*Dataset rows:*
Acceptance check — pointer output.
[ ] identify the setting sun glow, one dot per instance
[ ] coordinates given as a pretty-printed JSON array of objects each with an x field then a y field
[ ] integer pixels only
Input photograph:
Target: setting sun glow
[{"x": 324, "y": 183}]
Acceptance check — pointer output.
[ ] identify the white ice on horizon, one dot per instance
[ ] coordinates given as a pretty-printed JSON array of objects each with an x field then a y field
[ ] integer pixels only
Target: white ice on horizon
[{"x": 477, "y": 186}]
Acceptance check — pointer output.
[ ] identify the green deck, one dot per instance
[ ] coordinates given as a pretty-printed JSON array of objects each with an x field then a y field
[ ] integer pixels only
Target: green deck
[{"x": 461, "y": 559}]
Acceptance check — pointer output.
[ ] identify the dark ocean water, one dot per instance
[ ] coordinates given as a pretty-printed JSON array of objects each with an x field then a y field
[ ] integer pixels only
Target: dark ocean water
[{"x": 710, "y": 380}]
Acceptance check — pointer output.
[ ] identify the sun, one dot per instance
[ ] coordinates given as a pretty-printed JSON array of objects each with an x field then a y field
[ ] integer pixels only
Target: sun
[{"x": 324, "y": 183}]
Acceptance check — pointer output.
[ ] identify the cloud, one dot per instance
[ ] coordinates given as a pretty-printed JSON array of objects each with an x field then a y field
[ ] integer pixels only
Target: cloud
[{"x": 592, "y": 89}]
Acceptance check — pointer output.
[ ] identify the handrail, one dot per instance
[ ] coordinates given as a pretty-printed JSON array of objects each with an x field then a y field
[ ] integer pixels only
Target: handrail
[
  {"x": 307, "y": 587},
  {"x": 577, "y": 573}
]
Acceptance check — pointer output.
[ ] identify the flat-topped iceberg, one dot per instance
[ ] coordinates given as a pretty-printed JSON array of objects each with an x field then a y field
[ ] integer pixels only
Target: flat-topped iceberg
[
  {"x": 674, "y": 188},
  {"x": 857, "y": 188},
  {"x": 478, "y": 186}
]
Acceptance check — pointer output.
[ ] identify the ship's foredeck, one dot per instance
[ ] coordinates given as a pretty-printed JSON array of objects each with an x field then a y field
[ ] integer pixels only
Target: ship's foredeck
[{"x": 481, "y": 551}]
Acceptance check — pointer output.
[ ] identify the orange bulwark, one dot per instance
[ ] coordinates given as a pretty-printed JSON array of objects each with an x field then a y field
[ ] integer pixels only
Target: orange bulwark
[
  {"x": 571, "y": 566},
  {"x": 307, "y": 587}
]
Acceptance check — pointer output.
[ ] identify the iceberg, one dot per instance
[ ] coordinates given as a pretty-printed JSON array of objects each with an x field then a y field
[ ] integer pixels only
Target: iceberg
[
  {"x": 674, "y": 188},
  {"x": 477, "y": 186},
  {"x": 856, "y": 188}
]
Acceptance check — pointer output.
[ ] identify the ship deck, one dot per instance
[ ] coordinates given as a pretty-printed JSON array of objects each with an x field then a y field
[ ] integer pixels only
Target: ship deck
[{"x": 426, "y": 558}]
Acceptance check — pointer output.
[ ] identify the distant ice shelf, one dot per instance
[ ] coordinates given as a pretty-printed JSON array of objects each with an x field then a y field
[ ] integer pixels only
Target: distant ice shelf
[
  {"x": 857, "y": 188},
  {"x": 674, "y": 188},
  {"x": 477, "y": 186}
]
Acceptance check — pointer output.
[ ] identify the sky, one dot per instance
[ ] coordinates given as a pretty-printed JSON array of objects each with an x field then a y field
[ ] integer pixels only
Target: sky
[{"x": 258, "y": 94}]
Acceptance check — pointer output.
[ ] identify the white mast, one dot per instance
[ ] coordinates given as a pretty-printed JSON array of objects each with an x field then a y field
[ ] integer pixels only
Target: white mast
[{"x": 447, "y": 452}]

*Job:* Each entry above is to be printed again exactly.

*Exercise result:*
Acceptance check — pointer output.
[ ] identify the setting sun glow, one dot per instance
[ ] coordinates given as a pretty-printed JSON array of objects each with an x field then a y field
[ ] integer pixels only
Input photograph:
Target: setting sun glow
[{"x": 324, "y": 183}]
Acceptance check — pointer output.
[ ] identify the white ice on horizon, one dot per instance
[ ] coordinates given as a pretty-printed JSON array of objects each with an x field then a y field
[ ] integer pixels only
Target: white ice on horizon
[{"x": 477, "y": 186}]
Acceptance check — pointer output.
[ ] identify the green deck, one dot per instance
[ ] coordinates given as a pretty-printed JSON array of objects each with an x field then a y field
[ ] integer pixels only
Target: green deck
[{"x": 461, "y": 559}]
Acceptance check — pointer output.
[ ] identify the dark ocean water, one dot per instance
[ ] coordinates given as a pretty-printed JSON array of objects each with an x field then a y field
[ ] integer pixels only
Target: dark ocean water
[{"x": 710, "y": 380}]
Acceptance check — pointer output.
[ ] identify the sun, one dot per instance
[ ] coordinates given as a pretty-printed JSON array of objects each with an x field then a y field
[ ] integer pixels only
Target: sun
[{"x": 324, "y": 183}]
Acceptance check — pointer output.
[ ] identify the cloud, one dot per instance
[ ] coordinates given as a pretty-printed JSON array of objects each with an x field then a y field
[ ] integer pixels only
Target: cloud
[{"x": 592, "y": 89}]
Acceptance check — pointer output.
[ ] identify the handrail, one dot per instance
[ ] coordinates given as a pretty-printed JSON array of objects each with an x field then a y field
[ ] integer pixels only
Target: handrail
[
  {"x": 307, "y": 587},
  {"x": 577, "y": 573}
]
Acceptance check — pointer output.
[ ] identify the flat-topped iceberg, one dot per instance
[ ] coordinates given as a pretty-printed JSON array of objects each with an x field then a y field
[ ] integer pixels only
Target: flat-topped iceberg
[
  {"x": 674, "y": 188},
  {"x": 857, "y": 188},
  {"x": 478, "y": 186}
]
Acceptance check — pointer output.
[ ] identify the ship's foredeck, one dot per instance
[ ] coordinates given as a pretty-printed JSON array of objects each with an x field then a y field
[ ] integer pixels only
Target: ship's foredeck
[{"x": 481, "y": 551}]
Acceptance check — pointer output.
[ ] identify the orange bulwark, one dot per instance
[ ] coordinates given as a pretty-printed JSON array of objects each with an x field then a y field
[ ] integer pixels only
Target: orange bulwark
[
  {"x": 571, "y": 566},
  {"x": 307, "y": 587}
]
Acceptance check — pointer output.
[ ] identify the iceberg, one dot per instance
[ ] coordinates given as a pretty-printed JSON array of objects each with an x field then a y field
[ ] integer pixels only
Target: iceberg
[
  {"x": 674, "y": 188},
  {"x": 477, "y": 186},
  {"x": 856, "y": 188}
]
Acceptance check — pointer output.
[ ] identify the ship deck, one dot per instance
[ ] coordinates given as a pretty-printed JSON array of objects each with an x field then a y field
[ ] integer pixels only
Target: ship deck
[{"x": 426, "y": 558}]
Acceptance check — pointer output.
[ ] identify the distant ice shelf, one dot per instance
[ ] coordinates given as a pretty-printed JSON array of objects each with an x field then a y field
[ ] integer pixels only
Target: distant ice shelf
[
  {"x": 857, "y": 188},
  {"x": 674, "y": 188},
  {"x": 477, "y": 186}
]
Acceptance check — pointer output.
[ ] identify the sky, one dot per instance
[ ] coordinates given as a pretty-printed JSON array of objects each with an x field then a y field
[ ] integer pixels only
Target: sky
[{"x": 258, "y": 94}]
Acceptance check — pointer output.
[ ] identify the white mast, one dot per instance
[ ] coordinates given as a pretty-printed JSON array of objects each with an x field then a y field
[ ] integer pixels only
Target: white mast
[{"x": 447, "y": 452}]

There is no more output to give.